(Point-per-instance localization data)
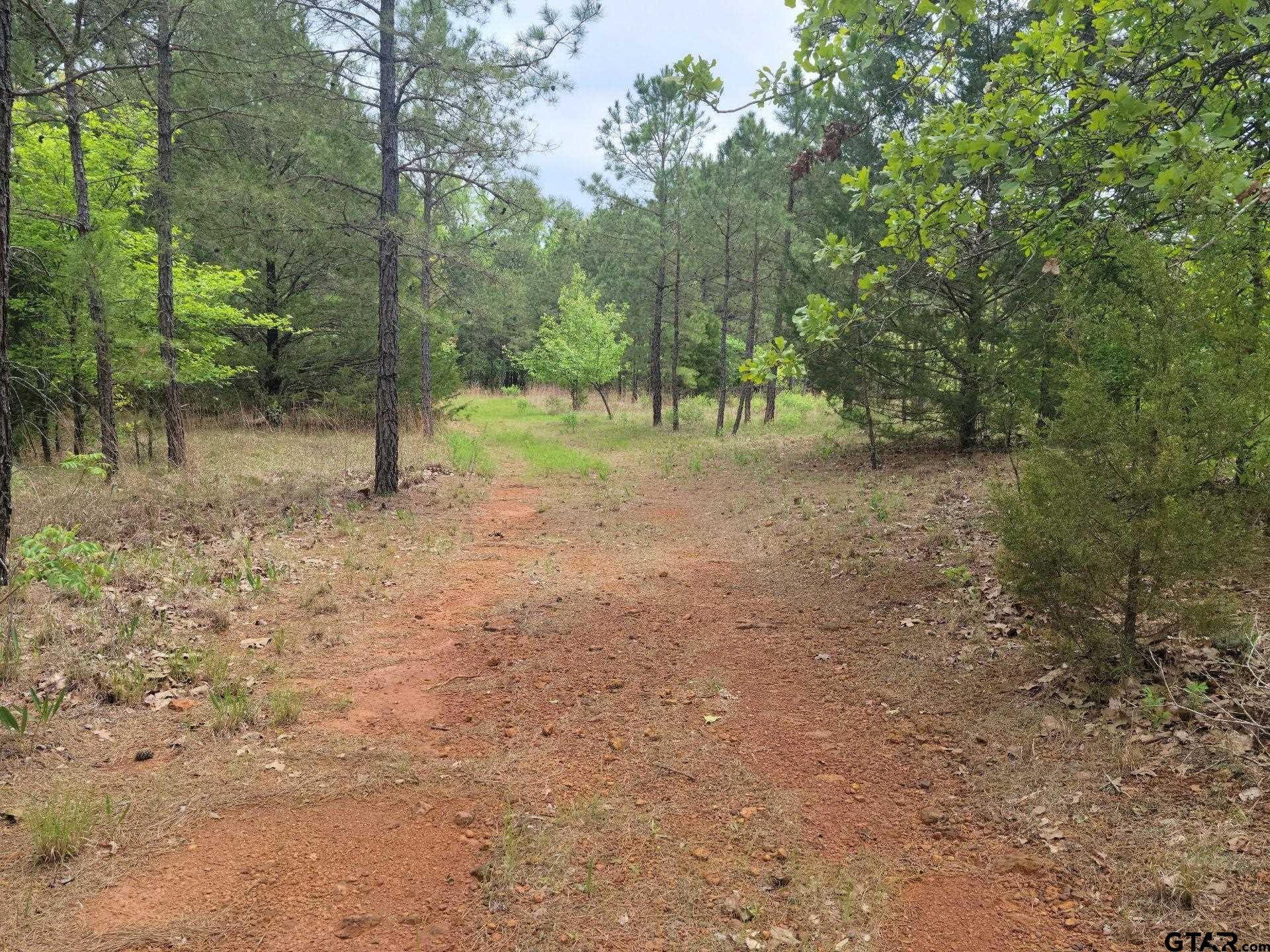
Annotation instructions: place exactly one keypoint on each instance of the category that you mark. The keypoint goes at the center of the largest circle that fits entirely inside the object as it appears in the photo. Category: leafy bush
(64, 563)
(1127, 512)
(88, 465)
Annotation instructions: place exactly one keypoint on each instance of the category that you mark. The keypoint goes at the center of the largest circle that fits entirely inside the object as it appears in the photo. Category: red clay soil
(616, 664)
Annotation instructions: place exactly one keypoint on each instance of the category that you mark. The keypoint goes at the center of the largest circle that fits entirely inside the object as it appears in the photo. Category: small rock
(783, 936)
(353, 926)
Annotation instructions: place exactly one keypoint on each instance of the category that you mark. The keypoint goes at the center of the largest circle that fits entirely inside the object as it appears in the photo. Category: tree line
(1035, 226)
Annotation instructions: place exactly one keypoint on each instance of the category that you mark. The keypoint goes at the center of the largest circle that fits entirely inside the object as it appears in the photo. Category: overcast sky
(643, 36)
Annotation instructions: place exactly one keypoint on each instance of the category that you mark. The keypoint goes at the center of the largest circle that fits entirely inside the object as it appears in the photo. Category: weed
(1154, 706)
(880, 506)
(468, 456)
(15, 719)
(11, 654)
(64, 563)
(285, 707)
(183, 666)
(215, 666)
(318, 601)
(45, 706)
(1197, 695)
(60, 824)
(233, 709)
(126, 684)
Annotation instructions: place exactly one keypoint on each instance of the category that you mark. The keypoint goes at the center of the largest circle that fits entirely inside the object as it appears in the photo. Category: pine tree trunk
(605, 399)
(723, 323)
(747, 389)
(386, 424)
(92, 288)
(173, 424)
(654, 366)
(675, 346)
(45, 448)
(1133, 589)
(426, 317)
(7, 95)
(272, 335)
(79, 422)
(781, 292)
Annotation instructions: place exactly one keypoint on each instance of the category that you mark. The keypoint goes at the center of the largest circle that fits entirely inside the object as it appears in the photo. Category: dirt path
(610, 738)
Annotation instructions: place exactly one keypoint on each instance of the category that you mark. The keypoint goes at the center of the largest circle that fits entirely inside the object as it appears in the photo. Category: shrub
(285, 707)
(60, 824)
(64, 563)
(232, 709)
(468, 456)
(1129, 509)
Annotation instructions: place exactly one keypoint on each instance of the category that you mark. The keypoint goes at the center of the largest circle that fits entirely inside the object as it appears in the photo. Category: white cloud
(635, 37)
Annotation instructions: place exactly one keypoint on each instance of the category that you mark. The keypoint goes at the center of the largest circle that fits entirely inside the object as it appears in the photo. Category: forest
(954, 323)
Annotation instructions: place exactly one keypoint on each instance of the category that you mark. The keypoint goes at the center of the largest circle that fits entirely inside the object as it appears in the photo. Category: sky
(643, 36)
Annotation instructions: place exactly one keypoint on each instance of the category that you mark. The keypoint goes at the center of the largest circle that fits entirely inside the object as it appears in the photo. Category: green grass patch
(60, 824)
(549, 457)
(468, 456)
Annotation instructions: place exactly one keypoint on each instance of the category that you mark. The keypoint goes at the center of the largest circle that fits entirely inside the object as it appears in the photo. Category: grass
(468, 456)
(62, 822)
(285, 707)
(233, 709)
(549, 457)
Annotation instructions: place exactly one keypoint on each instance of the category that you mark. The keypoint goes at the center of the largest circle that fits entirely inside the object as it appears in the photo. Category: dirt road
(613, 723)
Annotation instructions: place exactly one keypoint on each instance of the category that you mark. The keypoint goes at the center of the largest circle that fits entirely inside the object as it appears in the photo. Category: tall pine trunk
(79, 423)
(747, 389)
(426, 317)
(723, 321)
(173, 426)
(675, 346)
(781, 294)
(389, 249)
(7, 97)
(654, 364)
(92, 288)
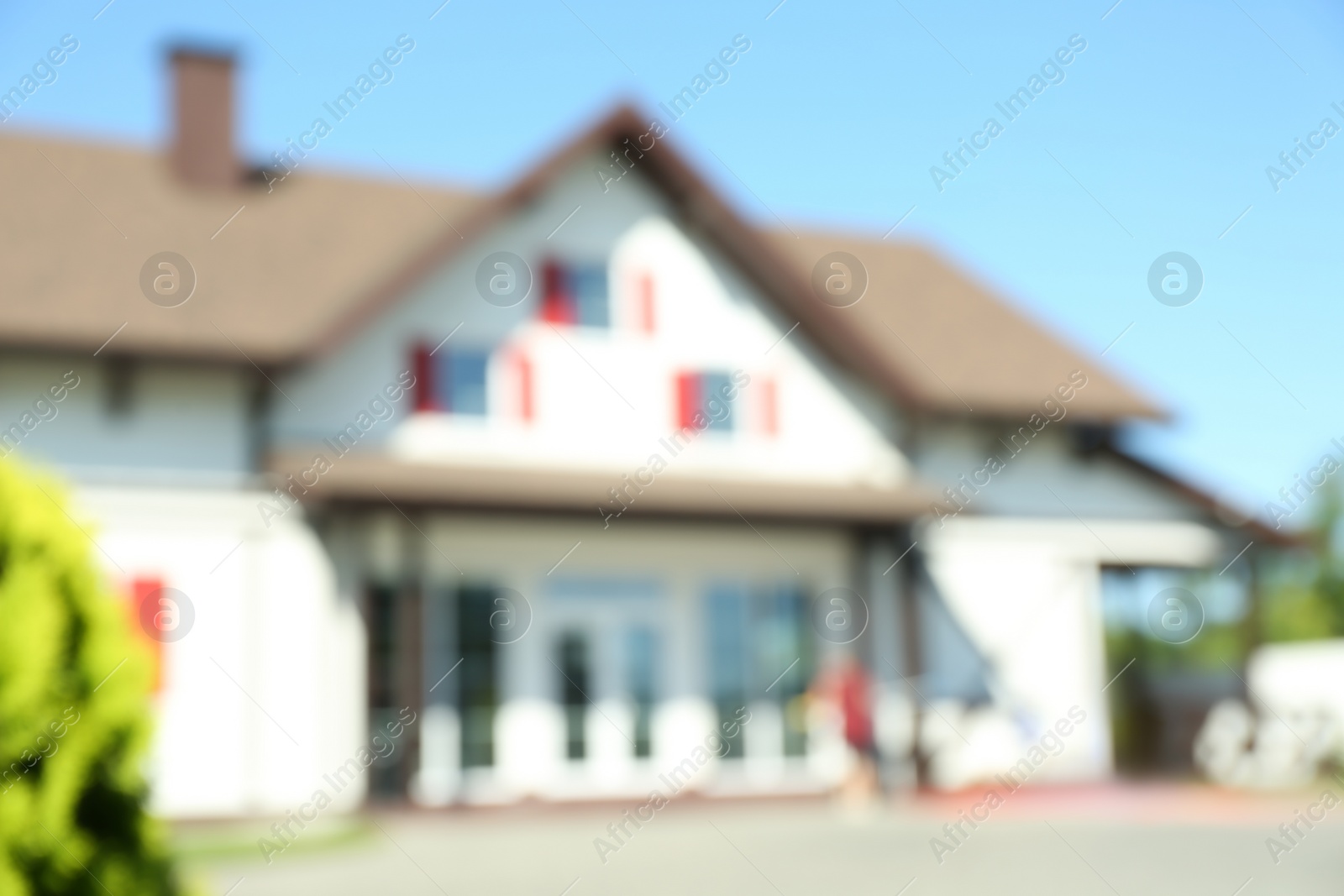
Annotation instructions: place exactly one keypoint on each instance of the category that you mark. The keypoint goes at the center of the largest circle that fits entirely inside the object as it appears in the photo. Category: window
(575, 295)
(705, 401)
(575, 685)
(642, 645)
(463, 382)
(759, 649)
(450, 380)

• INSTRUCTIONS TO FOLLOW: Repeat exactly the lines from the one holding "Category: dirt road" through the last line of the entries, both included; the pictures do not belong in the copy.

• THE ANSWER:
Annotation instructions: place exactly one keypoint on each instance of the category that you mark. The keypoint goes at the center of the largest circle that fits entirely inside the object as it appears in the photo. Category: dirt road
(613, 723)
Annotation instructions: place exactly one keypoint on each instance of the category that you mark. The keypoint goes at the center of the largest circle that fits entirely inside the object as it appears in the photo. Category: tall pine trunk
(79, 423)
(747, 389)
(426, 317)
(723, 321)
(173, 426)
(675, 346)
(781, 294)
(389, 249)
(7, 97)
(654, 364)
(92, 288)
Annotation instructions: place exactly one keypoint on each instance of the category that you mark. The keypoint goes at the center of the largest circle that fits entirely inside the object as it appears in the photo. Category: window
(575, 295)
(705, 401)
(575, 685)
(642, 645)
(463, 382)
(759, 649)
(450, 380)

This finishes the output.